◆ Tasks:
**A)** Copy the review again, everything from "Two other books" down to "of staggering genius.", but switch "rumination" to "reflection".
**B)** Answer these questions from the review:
(i) Which press published Epstein's book, and in what year?
(ii) In what year did Randy Barnett's Restoring the Lost Constitution appear?
(iii) What price is listed for Epstein's book?

◆ Article:
------------------------------------------------------------------------

The Classical Liberal Constitution: The Uncertain Quest for Limited Government. By Richard A. Epstein. (Cambridge, MA: Harvard University Press, 2014. Pp. xv, 684. $49.95.)

The author of this study is the leading libertarian legal theorist in America. When the leading legal theorist of any perspective devotes almost a decade to writing a book about the Constitution of the United States, anyone interested in the nation's fundamental law will want to take notice. Richard A. Epstein's book does not disappoint.

Two other books articulating a classical liberal approach to constitutional law preceded that of Epstein. The first, this reviewer's To Secure These Rights [1995], maintains that the Constitution should be interpreted in light of the political philosophy of the Declaration of Independence. The second, Randy Barnett's Restoring the Lost Constitution [2004], argues that the original public meaning of the Constitution embraces a presumption of liberty that the government must overcome when exercising power. Epstein's book, in contrast, is an extended rumination about what he himself thinks a classical liberal interpretation of the Constitution requires on seemingly every significant question of constitutional law. The answers he provides stand in stark contrast to both modern conservative constitutional thought and the prevailing progressive order. This study is a work of staggering genius.

------------------------------------------------------------------------

(Excerpts from point annotation data)

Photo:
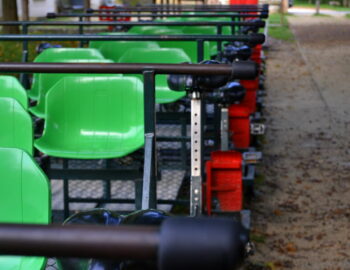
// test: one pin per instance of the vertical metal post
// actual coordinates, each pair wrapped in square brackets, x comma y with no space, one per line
[25,53]
[219,46]
[81,31]
[183,142]
[200,50]
[224,129]
[65,191]
[196,155]
[233,27]
[149,188]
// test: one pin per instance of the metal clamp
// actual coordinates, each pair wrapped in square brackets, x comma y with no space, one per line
[252,157]
[257,129]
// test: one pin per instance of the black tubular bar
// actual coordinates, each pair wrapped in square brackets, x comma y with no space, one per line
[185,8]
[252,38]
[226,15]
[238,70]
[120,242]
[146,23]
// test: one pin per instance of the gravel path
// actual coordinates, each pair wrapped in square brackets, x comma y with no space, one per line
[302,210]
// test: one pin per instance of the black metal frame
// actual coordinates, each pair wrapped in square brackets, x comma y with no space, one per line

------------------------------------------------------------------------

◆ Solved problems:
**A)**
Two other books articulating a classical liberal approach to constitutional law preceded that of Epstein. The first, this reviewer's To Secure These Rights [1995], maintains that the Constitution should be interpreted in light of the political philosophy of the Declaration of Independence. The second, Randy Barnett's Restoring the Lost Constitution [2004], argues that the original public meaning of the Constitution embraces a presumption of liberty that the government must overcome when exercising power. Epstein's book, in contrast, is an extended reflection about what he himself thinks a classical liberal interpretation of the Constitution requires on seemingly every significant question of constitutional law. The answers he provides stand in stark contrast to both modern conservative constitutional thought and the prevailing progressive order. This study is a work of staggering genius.

**B)**
(i) Harvard University Press, 2014.
(ii) 2004.
(iii) $49.95.